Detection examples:
— Start —
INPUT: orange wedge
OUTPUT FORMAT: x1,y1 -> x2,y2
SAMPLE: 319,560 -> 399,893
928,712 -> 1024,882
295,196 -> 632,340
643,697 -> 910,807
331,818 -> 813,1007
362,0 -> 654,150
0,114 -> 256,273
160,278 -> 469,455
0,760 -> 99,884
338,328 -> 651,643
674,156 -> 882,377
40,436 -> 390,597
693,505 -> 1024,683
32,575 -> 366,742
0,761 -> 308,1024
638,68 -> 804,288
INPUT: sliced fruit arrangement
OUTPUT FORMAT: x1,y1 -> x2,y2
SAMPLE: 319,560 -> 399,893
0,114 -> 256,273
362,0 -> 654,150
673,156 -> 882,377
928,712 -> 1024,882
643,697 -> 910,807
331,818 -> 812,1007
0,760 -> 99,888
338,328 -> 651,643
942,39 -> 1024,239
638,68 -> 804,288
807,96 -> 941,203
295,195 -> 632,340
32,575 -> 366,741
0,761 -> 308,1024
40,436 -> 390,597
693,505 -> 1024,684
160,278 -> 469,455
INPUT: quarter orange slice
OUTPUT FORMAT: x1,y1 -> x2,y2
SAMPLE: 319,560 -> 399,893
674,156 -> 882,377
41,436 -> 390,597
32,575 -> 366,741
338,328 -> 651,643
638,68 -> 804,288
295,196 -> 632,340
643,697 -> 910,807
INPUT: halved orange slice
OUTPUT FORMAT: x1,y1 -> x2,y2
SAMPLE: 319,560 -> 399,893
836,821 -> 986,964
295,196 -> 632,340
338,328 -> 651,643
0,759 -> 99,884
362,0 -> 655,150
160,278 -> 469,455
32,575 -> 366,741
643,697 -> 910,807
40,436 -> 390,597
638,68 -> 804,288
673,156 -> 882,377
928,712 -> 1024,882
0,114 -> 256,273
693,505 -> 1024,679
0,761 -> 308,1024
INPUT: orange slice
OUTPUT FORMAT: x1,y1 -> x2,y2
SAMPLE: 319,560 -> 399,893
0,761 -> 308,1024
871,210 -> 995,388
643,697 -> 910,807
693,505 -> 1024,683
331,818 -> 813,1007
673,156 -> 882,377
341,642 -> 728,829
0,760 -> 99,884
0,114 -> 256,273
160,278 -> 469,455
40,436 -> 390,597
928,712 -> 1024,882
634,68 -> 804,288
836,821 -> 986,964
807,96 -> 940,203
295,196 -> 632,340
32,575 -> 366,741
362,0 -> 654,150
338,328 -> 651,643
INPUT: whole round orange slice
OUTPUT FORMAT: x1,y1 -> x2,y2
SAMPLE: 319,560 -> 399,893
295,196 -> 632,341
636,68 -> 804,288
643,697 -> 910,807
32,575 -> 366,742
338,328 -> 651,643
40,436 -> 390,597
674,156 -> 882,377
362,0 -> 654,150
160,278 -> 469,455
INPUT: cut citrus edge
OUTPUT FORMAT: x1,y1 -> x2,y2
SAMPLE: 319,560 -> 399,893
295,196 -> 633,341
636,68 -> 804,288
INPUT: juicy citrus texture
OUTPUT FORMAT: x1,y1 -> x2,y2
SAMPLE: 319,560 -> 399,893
— End —
**WRITTEN REQUEST**
Return each line of the listing above unchanged, in order.

**TASK OUTPUT**
INPUT: orange wedge
OUTPUT FORMAT: x1,y1 -> x2,y2
SAMPLE: 319,560 -> 399,893
928,712 -> 1024,882
295,196 -> 632,340
643,697 -> 910,807
331,818 -> 813,1007
362,0 -> 654,150
0,114 -> 256,273
160,278 -> 469,455
0,760 -> 99,884
338,328 -> 651,643
674,156 -> 882,377
40,436 -> 390,597
693,505 -> 1024,683
32,575 -> 366,742
0,761 -> 308,1024
638,68 -> 804,288
INPUT: sliced fruit arrangement
OUTPUT FORMAT: x1,y1 -> x2,y2
SAMPLE: 319,560 -> 399,893
0,114 -> 256,273
362,0 -> 654,150
673,156 -> 882,377
928,712 -> 1024,882
643,697 -> 910,807
331,818 -> 812,1007
0,760 -> 99,888
338,328 -> 651,643
942,39 -> 1024,239
638,68 -> 804,288
807,96 -> 941,203
295,195 -> 632,340
32,575 -> 366,741
0,761 -> 308,1024
40,436 -> 390,597
693,505 -> 1024,684
160,278 -> 469,455
INPUT: quarter orange slice
OUTPUT FORMAT: x1,y1 -> x2,y2
SAMPLE: 319,560 -> 399,893
674,156 -> 882,377
41,436 -> 390,597
32,575 -> 366,741
338,328 -> 651,643
638,68 -> 804,288
295,196 -> 632,340
643,697 -> 910,807
INPUT: halved orange slice
OUTPUT FORMAT: x1,y1 -> x2,y2
SAMPLE: 319,560 -> 399,893
836,821 -> 986,964
295,196 -> 632,340
338,328 -> 651,643
0,759 -> 99,884
362,0 -> 655,150
160,278 -> 469,455
32,575 -> 366,741
643,697 -> 910,807
40,436 -> 390,597
638,68 -> 804,288
673,156 -> 882,377
928,712 -> 1024,882
0,114 -> 256,273
693,505 -> 1024,679
0,761 -> 308,1024
INPUT: orange slice
OUTPUT FORMAT: x1,y1 -> x2,y2
SAMPLE: 319,560 -> 399,893
0,761 -> 308,1024
871,210 -> 995,388
643,697 -> 910,807
693,505 -> 1024,683
331,818 -> 813,1007
673,156 -> 882,377
341,642 -> 728,829
0,760 -> 99,884
0,114 -> 256,273
160,278 -> 469,455
40,436 -> 390,597
928,712 -> 1024,882
634,68 -> 804,288
836,821 -> 986,964
807,96 -> 940,203
295,196 -> 632,340
32,575 -> 366,741
362,0 -> 654,150
338,328 -> 651,643
INPUT: whole round orange slice
OUTPUT FORMAT: x1,y1 -> x2,y2
SAMPLE: 319,560 -> 399,893
295,196 -> 632,341
636,68 -> 804,288
643,697 -> 910,807
32,575 -> 366,742
338,328 -> 651,643
40,436 -> 390,597
674,156 -> 882,377
362,0 -> 654,150
160,278 -> 469,455
INPUT: cut citrus edge
OUTPUT FORMAT: x1,y1 -> x2,y2
SAMPLE: 319,560 -> 399,893
295,196 -> 633,341
636,68 -> 804,288
INPUT: juicy citrus texture
OUTPUT FORMAT: x1,y1 -> x2,y2
SAMPLE: 319,560 -> 399,893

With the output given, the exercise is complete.